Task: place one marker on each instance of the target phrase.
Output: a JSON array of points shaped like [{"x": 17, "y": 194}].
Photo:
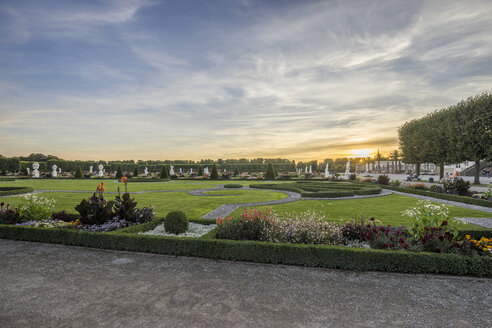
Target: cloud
[{"x": 304, "y": 80}]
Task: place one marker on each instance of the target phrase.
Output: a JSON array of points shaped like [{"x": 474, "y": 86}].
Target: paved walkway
[{"x": 47, "y": 285}]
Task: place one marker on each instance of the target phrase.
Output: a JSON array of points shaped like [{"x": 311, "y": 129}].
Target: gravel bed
[{"x": 195, "y": 230}]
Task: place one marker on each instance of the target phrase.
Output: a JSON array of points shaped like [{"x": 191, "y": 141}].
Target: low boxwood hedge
[
  {"x": 233, "y": 185},
  {"x": 454, "y": 198},
  {"x": 5, "y": 191},
  {"x": 323, "y": 189},
  {"x": 334, "y": 257}
]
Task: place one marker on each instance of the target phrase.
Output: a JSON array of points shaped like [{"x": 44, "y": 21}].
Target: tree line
[{"x": 451, "y": 135}]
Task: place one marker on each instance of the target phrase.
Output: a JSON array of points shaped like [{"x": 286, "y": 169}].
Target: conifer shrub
[
  {"x": 176, "y": 222},
  {"x": 214, "y": 174},
  {"x": 78, "y": 172}
]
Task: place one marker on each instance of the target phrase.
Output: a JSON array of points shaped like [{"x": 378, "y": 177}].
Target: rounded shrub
[
  {"x": 176, "y": 222},
  {"x": 233, "y": 185}
]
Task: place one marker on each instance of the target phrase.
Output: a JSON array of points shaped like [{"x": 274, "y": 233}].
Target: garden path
[{"x": 47, "y": 285}]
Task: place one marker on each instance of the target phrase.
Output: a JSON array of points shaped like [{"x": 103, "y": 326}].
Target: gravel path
[
  {"x": 46, "y": 285},
  {"x": 444, "y": 201}
]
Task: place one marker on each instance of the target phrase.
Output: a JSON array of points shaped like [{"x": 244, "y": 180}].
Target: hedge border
[
  {"x": 323, "y": 192},
  {"x": 333, "y": 257},
  {"x": 454, "y": 198},
  {"x": 5, "y": 191}
]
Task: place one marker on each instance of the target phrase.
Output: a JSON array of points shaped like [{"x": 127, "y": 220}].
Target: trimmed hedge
[
  {"x": 454, "y": 198},
  {"x": 334, "y": 257},
  {"x": 5, "y": 191},
  {"x": 233, "y": 185},
  {"x": 323, "y": 189}
]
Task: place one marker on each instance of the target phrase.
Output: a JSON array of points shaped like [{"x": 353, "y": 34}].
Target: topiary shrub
[
  {"x": 78, "y": 172},
  {"x": 270, "y": 174},
  {"x": 233, "y": 185},
  {"x": 214, "y": 175},
  {"x": 176, "y": 222},
  {"x": 383, "y": 179},
  {"x": 164, "y": 172},
  {"x": 119, "y": 172}
]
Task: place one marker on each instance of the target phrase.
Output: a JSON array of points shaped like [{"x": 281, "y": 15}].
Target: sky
[{"x": 150, "y": 79}]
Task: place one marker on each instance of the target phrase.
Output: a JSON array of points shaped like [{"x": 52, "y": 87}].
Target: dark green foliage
[
  {"x": 214, "y": 175},
  {"x": 323, "y": 189},
  {"x": 233, "y": 185},
  {"x": 125, "y": 207},
  {"x": 334, "y": 257},
  {"x": 383, "y": 179},
  {"x": 454, "y": 198},
  {"x": 95, "y": 210},
  {"x": 119, "y": 172},
  {"x": 64, "y": 216},
  {"x": 164, "y": 172},
  {"x": 4, "y": 191},
  {"x": 270, "y": 174},
  {"x": 78, "y": 173},
  {"x": 352, "y": 230},
  {"x": 176, "y": 222},
  {"x": 8, "y": 215}
]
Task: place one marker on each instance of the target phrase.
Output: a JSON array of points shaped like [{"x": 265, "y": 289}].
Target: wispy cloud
[{"x": 302, "y": 80}]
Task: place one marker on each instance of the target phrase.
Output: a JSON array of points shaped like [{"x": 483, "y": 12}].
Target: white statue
[{"x": 35, "y": 172}]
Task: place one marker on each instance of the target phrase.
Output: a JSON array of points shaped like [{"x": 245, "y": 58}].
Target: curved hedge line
[
  {"x": 323, "y": 189},
  {"x": 5, "y": 191},
  {"x": 325, "y": 256},
  {"x": 454, "y": 198}
]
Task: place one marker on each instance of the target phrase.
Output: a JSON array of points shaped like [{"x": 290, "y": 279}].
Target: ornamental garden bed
[
  {"x": 323, "y": 189},
  {"x": 432, "y": 245}
]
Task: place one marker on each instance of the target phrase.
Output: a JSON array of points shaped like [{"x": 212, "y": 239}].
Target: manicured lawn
[
  {"x": 112, "y": 185},
  {"x": 386, "y": 209},
  {"x": 193, "y": 206}
]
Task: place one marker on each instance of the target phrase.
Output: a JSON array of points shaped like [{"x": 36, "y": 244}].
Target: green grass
[
  {"x": 193, "y": 206},
  {"x": 112, "y": 185},
  {"x": 386, "y": 209}
]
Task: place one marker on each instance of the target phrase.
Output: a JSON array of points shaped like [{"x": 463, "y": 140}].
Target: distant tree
[
  {"x": 270, "y": 174},
  {"x": 214, "y": 175}
]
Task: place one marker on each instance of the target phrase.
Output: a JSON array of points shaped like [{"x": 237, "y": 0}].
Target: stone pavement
[{"x": 47, "y": 285}]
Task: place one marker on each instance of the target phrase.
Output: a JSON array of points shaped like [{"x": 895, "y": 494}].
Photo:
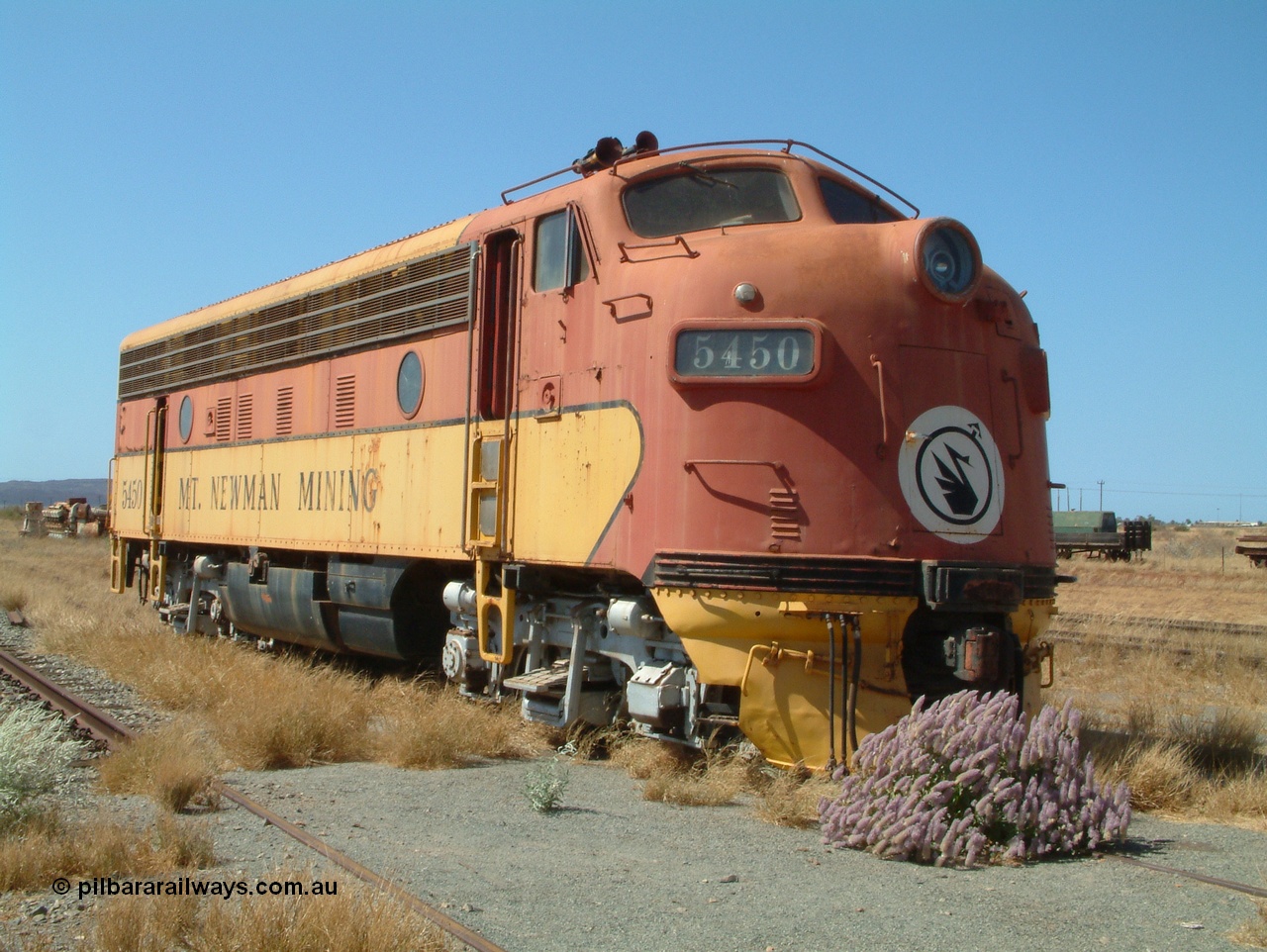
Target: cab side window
[
  {"x": 559, "y": 257},
  {"x": 847, "y": 207}
]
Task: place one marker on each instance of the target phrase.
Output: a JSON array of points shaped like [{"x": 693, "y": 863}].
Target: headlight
[{"x": 949, "y": 259}]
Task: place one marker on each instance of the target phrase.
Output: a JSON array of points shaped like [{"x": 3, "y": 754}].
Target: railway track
[
  {"x": 1180, "y": 637},
  {"x": 111, "y": 732}
]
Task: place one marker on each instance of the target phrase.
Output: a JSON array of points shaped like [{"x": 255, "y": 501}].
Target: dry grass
[
  {"x": 1181, "y": 717},
  {"x": 677, "y": 775},
  {"x": 422, "y": 724},
  {"x": 792, "y": 799},
  {"x": 258, "y": 711},
  {"x": 1253, "y": 932},
  {"x": 45, "y": 847},
  {"x": 13, "y": 598},
  {"x": 356, "y": 920},
  {"x": 175, "y": 766}
]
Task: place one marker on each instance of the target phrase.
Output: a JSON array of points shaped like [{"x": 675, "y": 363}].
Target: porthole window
[
  {"x": 410, "y": 384},
  {"x": 186, "y": 420}
]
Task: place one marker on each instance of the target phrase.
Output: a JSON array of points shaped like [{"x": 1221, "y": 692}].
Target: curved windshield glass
[
  {"x": 849, "y": 207},
  {"x": 702, "y": 198}
]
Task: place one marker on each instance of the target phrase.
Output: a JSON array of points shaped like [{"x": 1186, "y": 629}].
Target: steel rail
[
  {"x": 1198, "y": 876},
  {"x": 105, "y": 728},
  {"x": 1166, "y": 624}
]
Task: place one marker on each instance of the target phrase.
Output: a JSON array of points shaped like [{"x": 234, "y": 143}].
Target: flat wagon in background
[
  {"x": 1101, "y": 534},
  {"x": 1254, "y": 548}
]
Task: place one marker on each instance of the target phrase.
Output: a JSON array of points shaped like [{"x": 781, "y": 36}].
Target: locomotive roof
[
  {"x": 374, "y": 259},
  {"x": 448, "y": 235}
]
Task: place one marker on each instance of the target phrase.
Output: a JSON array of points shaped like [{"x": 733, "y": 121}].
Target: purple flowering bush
[{"x": 967, "y": 780}]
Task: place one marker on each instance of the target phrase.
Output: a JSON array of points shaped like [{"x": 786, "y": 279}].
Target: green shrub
[{"x": 33, "y": 748}]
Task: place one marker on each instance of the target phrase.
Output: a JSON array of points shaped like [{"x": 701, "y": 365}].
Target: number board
[{"x": 744, "y": 352}]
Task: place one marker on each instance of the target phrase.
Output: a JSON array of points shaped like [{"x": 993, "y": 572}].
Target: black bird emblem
[{"x": 958, "y": 491}]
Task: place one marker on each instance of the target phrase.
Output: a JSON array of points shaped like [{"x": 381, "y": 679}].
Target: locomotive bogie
[{"x": 715, "y": 442}]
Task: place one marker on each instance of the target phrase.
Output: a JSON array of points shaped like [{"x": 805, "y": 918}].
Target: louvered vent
[
  {"x": 223, "y": 418},
  {"x": 245, "y": 411},
  {"x": 285, "y": 411},
  {"x": 425, "y": 294},
  {"x": 344, "y": 402}
]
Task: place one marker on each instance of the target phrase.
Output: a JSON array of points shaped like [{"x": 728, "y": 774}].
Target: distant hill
[{"x": 21, "y": 491}]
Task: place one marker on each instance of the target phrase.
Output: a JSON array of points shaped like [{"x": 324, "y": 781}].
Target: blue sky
[{"x": 1109, "y": 157}]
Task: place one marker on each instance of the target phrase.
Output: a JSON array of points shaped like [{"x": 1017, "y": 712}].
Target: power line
[{"x": 1175, "y": 493}]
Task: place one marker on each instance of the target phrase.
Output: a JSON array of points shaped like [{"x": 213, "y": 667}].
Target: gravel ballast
[{"x": 612, "y": 871}]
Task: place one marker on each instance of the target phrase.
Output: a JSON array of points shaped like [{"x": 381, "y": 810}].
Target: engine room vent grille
[
  {"x": 285, "y": 411},
  {"x": 792, "y": 574},
  {"x": 426, "y": 294},
  {"x": 225, "y": 418},
  {"x": 245, "y": 412},
  {"x": 344, "y": 402}
]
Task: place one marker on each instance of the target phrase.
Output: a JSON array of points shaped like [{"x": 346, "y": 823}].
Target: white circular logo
[{"x": 950, "y": 474}]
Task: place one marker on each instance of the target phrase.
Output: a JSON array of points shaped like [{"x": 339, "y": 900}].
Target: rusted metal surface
[
  {"x": 109, "y": 730},
  {"x": 67, "y": 518}
]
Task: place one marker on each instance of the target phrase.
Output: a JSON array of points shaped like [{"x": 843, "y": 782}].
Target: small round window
[
  {"x": 186, "y": 420},
  {"x": 410, "y": 384}
]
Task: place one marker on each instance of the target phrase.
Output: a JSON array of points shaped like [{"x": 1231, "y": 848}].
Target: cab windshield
[{"x": 698, "y": 198}]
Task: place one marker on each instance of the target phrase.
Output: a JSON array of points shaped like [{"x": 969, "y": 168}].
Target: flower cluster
[{"x": 967, "y": 780}]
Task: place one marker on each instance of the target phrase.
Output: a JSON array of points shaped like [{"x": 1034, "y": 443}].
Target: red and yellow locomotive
[{"x": 711, "y": 438}]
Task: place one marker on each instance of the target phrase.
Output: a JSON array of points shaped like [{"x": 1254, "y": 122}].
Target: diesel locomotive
[{"x": 718, "y": 439}]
------------------------------------
### Exercise
How many lines of the records contain the word "hedge"? Reply with the number alone.

### Answer for this exercise
4